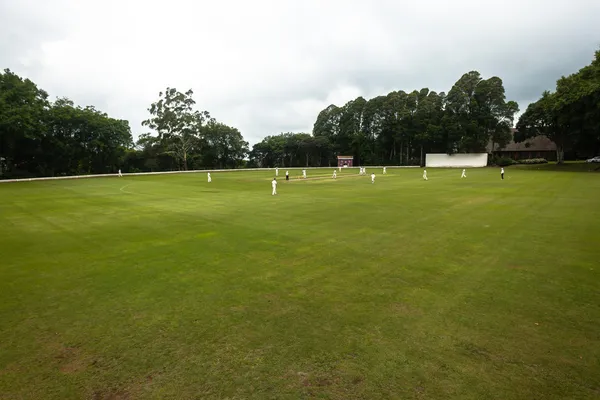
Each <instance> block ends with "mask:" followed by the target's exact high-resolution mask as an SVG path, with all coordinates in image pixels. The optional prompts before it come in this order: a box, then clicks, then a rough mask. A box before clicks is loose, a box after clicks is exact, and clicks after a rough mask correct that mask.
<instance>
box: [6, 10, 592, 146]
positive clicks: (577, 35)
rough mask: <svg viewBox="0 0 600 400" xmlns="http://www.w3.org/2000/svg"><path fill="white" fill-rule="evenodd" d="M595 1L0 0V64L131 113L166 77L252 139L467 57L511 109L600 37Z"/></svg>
mask: <svg viewBox="0 0 600 400" xmlns="http://www.w3.org/2000/svg"><path fill="white" fill-rule="evenodd" d="M599 16H600V0H570V1H564V0H518V1H513V0H503V1H485V0H473V1H471V0H421V1H410V2H407V1H400V0H389V1H388V0H371V1H364V0H362V1H356V0H287V1H286V0H253V1H249V0H219V1H203V0H195V1H194V0H167V1H153V0H0V68H1V69H4V68H10V69H11V70H13V71H14V72H16V73H17V74H19V75H21V76H24V77H27V78H30V79H31V80H33V81H34V82H36V83H37V84H38V85H39V86H40V87H42V88H43V89H45V90H46V91H48V92H49V94H50V96H51V98H52V99H55V98H56V97H58V96H61V97H62V96H66V97H69V98H71V99H73V100H74V101H75V102H76V103H77V104H80V105H95V106H96V107H97V108H99V109H101V110H103V111H106V112H107V113H109V114H110V115H111V116H113V117H116V118H123V119H127V120H129V121H130V123H131V127H132V132H133V134H134V137H137V135H139V134H140V133H144V132H146V131H147V130H146V128H144V127H142V126H141V124H140V122H141V121H142V120H143V119H145V118H146V117H147V116H148V112H147V108H148V107H149V105H150V104H151V103H152V102H153V101H156V100H157V99H158V93H159V91H161V90H164V89H165V88H166V87H168V86H169V87H175V88H177V89H179V90H181V91H185V90H187V89H190V88H191V89H193V90H194V92H195V94H194V98H195V100H196V102H197V106H198V108H199V109H201V110H208V111H209V112H210V113H211V114H212V115H213V116H214V117H215V118H217V119H218V120H219V121H221V122H224V123H226V124H228V125H231V126H235V127H237V128H238V129H239V130H240V131H241V132H242V134H243V135H244V137H245V138H246V140H248V141H249V142H250V143H251V144H254V143H256V142H257V141H259V140H260V139H261V138H262V137H264V136H267V135H273V134H277V133H280V132H288V131H293V132H310V131H311V130H312V125H313V123H314V121H315V119H316V117H317V114H318V113H319V111H321V110H322V109H323V108H325V107H326V106H328V105H329V104H331V103H334V104H337V105H340V106H341V105H343V104H344V103H346V102H347V101H349V100H352V99H354V98H356V97H357V96H361V95H362V96H364V97H365V98H370V97H374V96H377V95H381V94H386V93H388V92H390V91H392V90H400V89H402V90H405V91H411V90H413V89H420V88H422V87H428V88H430V89H431V90H436V91H445V92H447V91H448V90H449V89H450V88H451V86H452V84H453V83H454V82H456V80H457V79H458V78H460V76H461V75H462V74H463V73H465V72H467V71H470V70H478V71H479V72H481V74H482V75H483V76H484V78H488V77H490V76H493V75H497V76H499V77H500V78H502V79H503V81H504V85H505V88H506V94H507V98H508V99H509V100H516V101H518V102H519V105H520V107H521V109H523V110H524V109H525V108H526V106H527V104H528V103H529V102H531V101H534V100H535V99H536V98H538V97H539V95H540V94H541V92H542V91H543V90H545V89H553V88H554V84H555V82H556V79H557V78H559V77H560V76H561V75H563V74H569V73H572V72H575V71H576V70H578V69H579V68H581V67H583V66H585V65H587V64H589V63H590V62H591V60H592V58H593V54H594V51H595V50H597V49H599V48H600V23H598V17H599Z"/></svg>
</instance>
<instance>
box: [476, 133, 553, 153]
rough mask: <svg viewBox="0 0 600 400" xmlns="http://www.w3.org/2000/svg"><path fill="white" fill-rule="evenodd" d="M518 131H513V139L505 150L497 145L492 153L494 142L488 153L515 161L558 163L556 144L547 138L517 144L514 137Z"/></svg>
mask: <svg viewBox="0 0 600 400" xmlns="http://www.w3.org/2000/svg"><path fill="white" fill-rule="evenodd" d="M516 131H517V130H516V129H515V128H512V129H511V134H512V136H513V139H512V140H511V141H510V143H509V144H507V145H506V147H504V148H503V149H500V148H499V147H498V145H497V144H496V146H495V148H494V151H493V153H492V142H490V143H489V144H488V145H487V151H488V153H490V154H493V155H494V156H499V157H505V158H512V159H513V160H524V159H528V158H545V159H546V160H548V161H556V143H554V142H553V141H552V140H550V139H548V138H547V137H546V136H536V137H533V138H531V139H527V140H525V141H524V142H521V143H515V141H514V135H515V132H516Z"/></svg>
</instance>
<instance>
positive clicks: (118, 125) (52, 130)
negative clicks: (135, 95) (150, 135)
mask: <svg viewBox="0 0 600 400" xmlns="http://www.w3.org/2000/svg"><path fill="white" fill-rule="evenodd" d="M131 145H132V137H131V131H130V128H129V123H128V122H127V121H123V120H119V119H114V118H110V117H109V116H108V115H106V114H105V113H103V112H101V111H99V110H96V109H95V108H94V107H91V106H90V107H85V108H82V107H78V106H75V105H74V104H73V102H72V101H70V100H69V99H65V98H59V99H57V100H56V101H54V102H50V101H49V100H48V94H47V93H46V92H45V91H44V90H42V89H40V88H38V87H37V85H36V84H35V83H33V82H32V81H30V80H29V79H22V78H21V77H19V76H17V75H16V74H14V73H13V72H11V71H10V70H8V69H7V70H5V71H4V73H0V176H1V177H6V178H10V177H31V176H55V175H77V174H93V173H107V172H114V171H115V170H116V168H117V167H118V165H119V164H120V163H121V162H122V159H123V157H124V156H125V152H126V149H127V148H128V147H130V146H131Z"/></svg>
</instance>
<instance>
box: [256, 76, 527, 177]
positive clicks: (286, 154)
mask: <svg viewBox="0 0 600 400" xmlns="http://www.w3.org/2000/svg"><path fill="white" fill-rule="evenodd" d="M516 112H518V106H517V103H516V102H514V101H508V102H507V101H506V98H505V94H504V86H503V83H502V80H501V79H500V78H498V77H492V78H490V79H487V80H484V79H482V78H481V76H480V74H479V73H478V72H476V71H472V72H469V73H467V74H465V75H463V76H462V77H461V78H460V79H459V80H458V81H457V82H456V83H455V84H454V86H453V87H452V89H451V90H450V92H448V94H447V95H446V93H444V92H441V93H437V92H435V91H430V90H429V89H428V88H423V89H421V90H418V91H417V90H415V91H412V92H409V93H408V92H405V91H402V90H400V91H394V92H391V93H388V94H387V95H384V96H377V97H375V98H372V99H370V100H366V99H364V98H363V97H358V98H356V99H354V100H351V101H349V102H348V103H346V104H345V105H343V106H338V105H335V104H331V105H329V106H328V107H326V108H325V109H324V110H322V111H321V112H320V113H319V115H318V116H317V119H316V121H315V123H314V126H313V131H312V136H311V135H307V134H291V133H284V134H281V135H278V136H269V137H266V138H265V139H264V140H263V141H261V142H260V143H257V144H256V145H255V146H254V148H253V149H252V152H251V153H250V160H251V163H252V164H253V165H260V166H265V167H272V166H325V165H336V156H338V155H351V156H354V160H355V162H356V163H358V164H363V165H366V164H387V165H395V164H399V165H407V164H412V165H415V164H423V163H424V154H426V153H427V152H446V153H449V154H452V153H455V152H481V151H485V149H486V146H487V144H488V143H489V142H490V141H493V142H495V143H496V144H497V146H499V147H503V146H505V145H506V144H507V143H508V142H509V141H510V138H511V135H510V128H511V127H512V125H513V119H514V115H515V113H516Z"/></svg>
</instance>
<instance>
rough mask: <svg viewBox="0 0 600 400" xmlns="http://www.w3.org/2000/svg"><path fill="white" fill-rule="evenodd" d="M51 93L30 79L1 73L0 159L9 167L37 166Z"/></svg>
mask: <svg viewBox="0 0 600 400" xmlns="http://www.w3.org/2000/svg"><path fill="white" fill-rule="evenodd" d="M47 99H48V94H47V93H46V92H45V91H44V90H42V89H40V88H38V87H37V85H36V84H35V83H33V82H32V81H30V80H29V79H23V78H21V77H19V76H18V75H16V74H14V73H13V72H11V71H10V70H9V69H5V70H4V72H3V73H0V158H3V159H4V164H5V165H6V166H7V167H8V168H11V169H12V168H13V166H17V168H21V169H23V168H26V169H29V170H30V171H31V172H33V170H34V169H35V163H34V161H33V160H34V157H35V156H36V155H37V154H39V142H40V140H41V138H42V136H43V135H44V131H45V125H44V122H45V121H44V119H45V115H46V111H47V109H48V107H49V103H48V100H47Z"/></svg>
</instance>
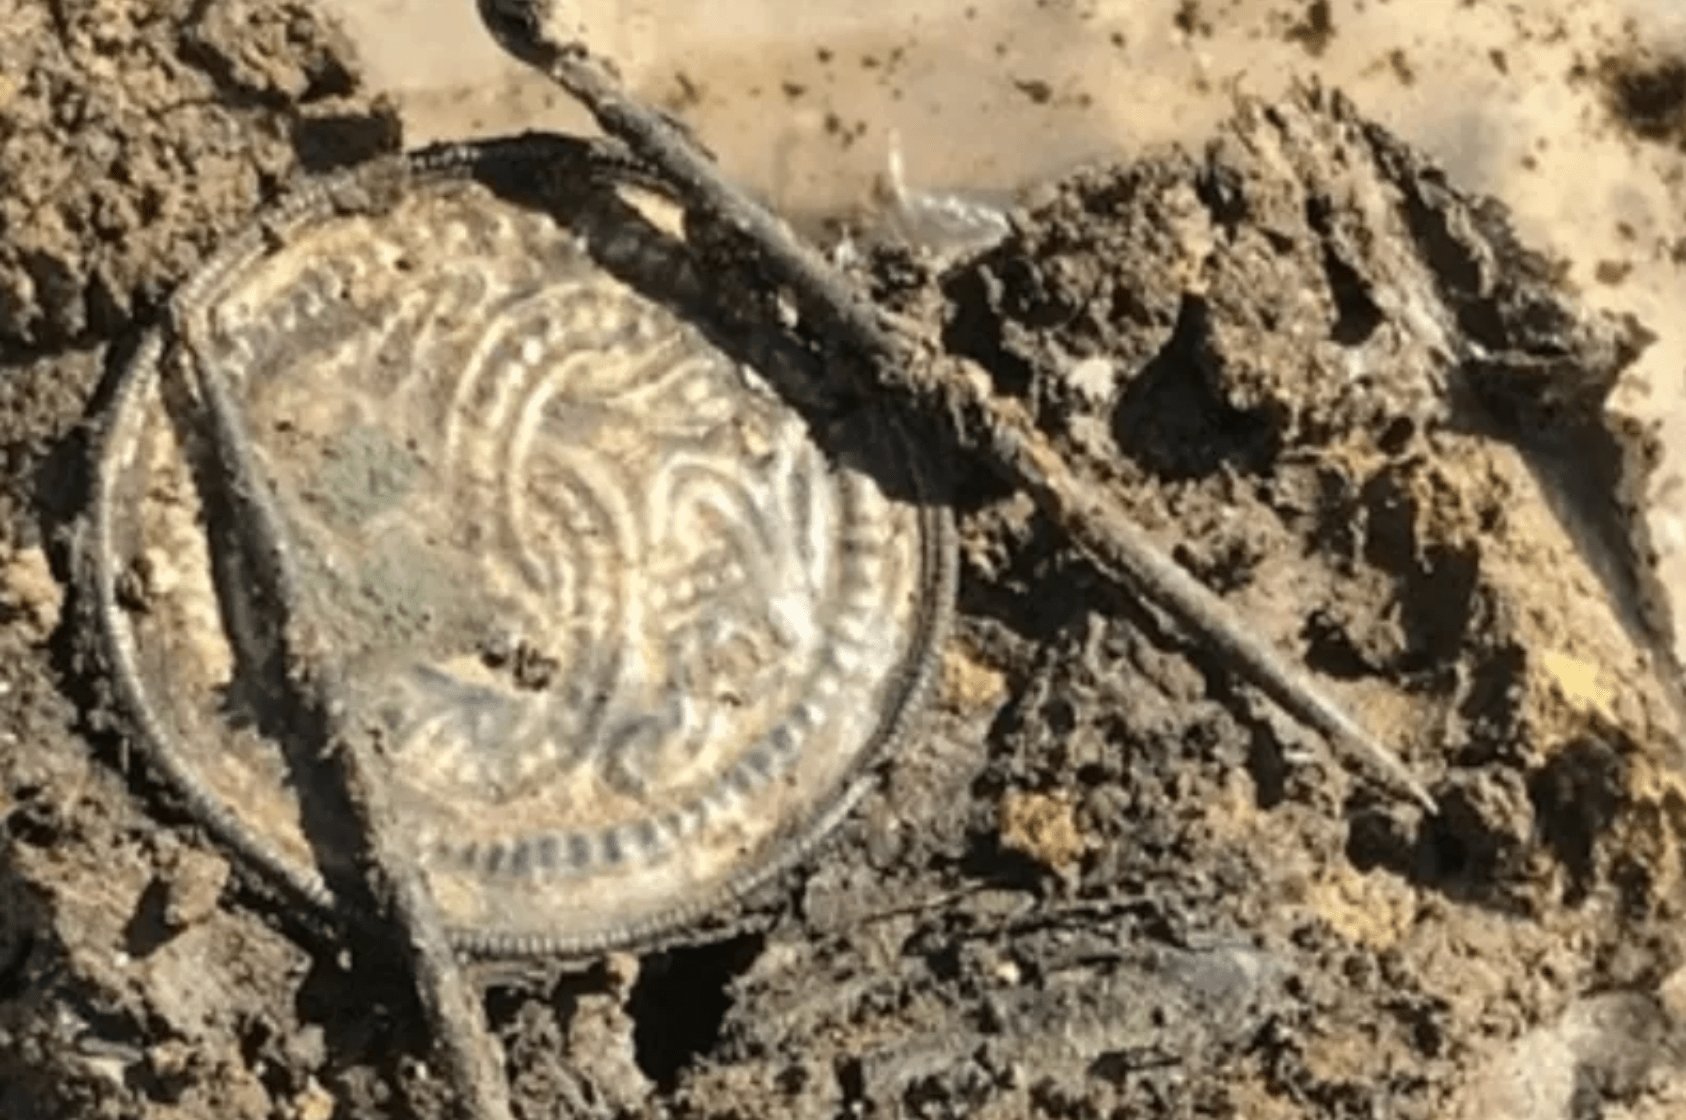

§ **Task objective**: Format the stretch from the beginning of the entries through the line containing "box: [6, 10, 592, 146]" as a numbered list, leaving out blank lines and any pictures.

§ **Written response**:
1. Each <instance> block ends with "mask:" followed by the target's exact high-resolution mask as an SVG path, with all coordinates in image pixels. The optional prompts before it come in this order: a box, then clicks, then a rough mask. A box before clicks is loose, a box after clicks is exact, and clicks after a rough mask correct that mask.
2. <instance>
3. box: [6, 10, 592, 146]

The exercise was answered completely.